Yapılacaklar
**a.** İnovaLİG töreni metnini iki cümleyle özetleyin.
**b.** İnovaLİG töreni metnine göre aşağıdaki soruları yanıtlayın:
(i) Ödül töreni nerede düzenlendi?
(ii) Cevdet Yılmaz'ın metinde belirtilen görevi nedir?
(iii) Yılmaz'a göre ticarette hangi politikalar yeniden yükseliyor?
**c.** İnovaLİG töreni metnini kaldığı yerden sürdürün.

**** Verilen Metin

Haliç Kongre Merkezi’nde düzenlenen 12. İnovaLİG Şampiyonları Ödül Töreni’nde konuşan Cumhurbaşkanı Yardımcısı Cevdet Yılmaz, “İçinden geçtiğimiz dönem, konjonktürel dalgalanmaların ötesinde, derin yapısal dönüşümlerin yaşandığı bir eşiğe işaret ediyor. Ticarette korumacılık politikaları yeniden yükseliyor, belirsizlikler artıyor, küresel rekabetin dengeleri yeniden şekilleniyor. Bu çalkantılı tablo karşısında dünya ekonomisi yönünü ararken Türkiye, kararlılıkla yoluna devam ediyor” dedi.

********
**** Sağlanan Veriler

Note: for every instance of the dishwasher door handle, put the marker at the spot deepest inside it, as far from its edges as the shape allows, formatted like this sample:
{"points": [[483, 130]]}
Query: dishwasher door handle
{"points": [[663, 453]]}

********

Sırasıyla Çıktılar
**a.** Cumhurbaşkanı Yardımcısı Cevdet Yılmaz, Haliç Kongre Merkezi'ndeki 12. İnovaLİG Şampiyonları Ödül Töreni'nde yaptığı konuşmada, içinden geçilen dönemin derin yapısal dönüşümlerin yaşandığı bir eşiğe işaret ettiğini söyledi. Ticarette korumacılığın yeniden yükseldiğini, belirsizliklerin arttığını ve küresel rekabet dengelerinin yeniden şekillendiğini belirten Yılmaz, bu tabloda Türkiye'nin kararlılıkla yoluna devam ettiğini ifade etti.

**b.**
(i) Haliç Kongre Merkezi'nde.
(ii) Cumhurbaşkanı Yardımcısı.
(iii) Korumacılık politikaları.

**c.**
Türkiye İhracatçılar Meclisi (TİM) tarafından Ticaret Bakanlığının desteğiyle bu yıl 12’ncisi düzenlenen Türkiye Innovation Week (Türkiye İnovasyon Haftası ) 2025’te InovaLİG Şampiyonları Ödül Töreni gerçekleştirildi. Haliç Kongre Merkezi’nde düzenlenen törene Cumhurbaşkanı Yardımcısı Cevdet Yılmaz, Ticaret Bakanı Ömer Bolat, Çalışma ve Sosyal Güvenlik Bakanı Vedat Işıkhan, İstanbul Valisi Davut Gül, TİM Başkanı Mustafa Gültepe ile birlikte girişimciler ve çok sayıda davetli katıldı. Birçok alanda yapılan projelerin sunulduğu törende oylama sonucu dereceye giren girişimcilere ödülleri takdim edildi. Girişimcilere ödülleri Cumhurbaşkanı Yardımcısı Cevdet Yılmaz, Bakan Ömer Bolat ve Vedat Işıkhan tarafından takdim edildi.
“Küresel rekabetin dengeleri yeniden şekilleniyor”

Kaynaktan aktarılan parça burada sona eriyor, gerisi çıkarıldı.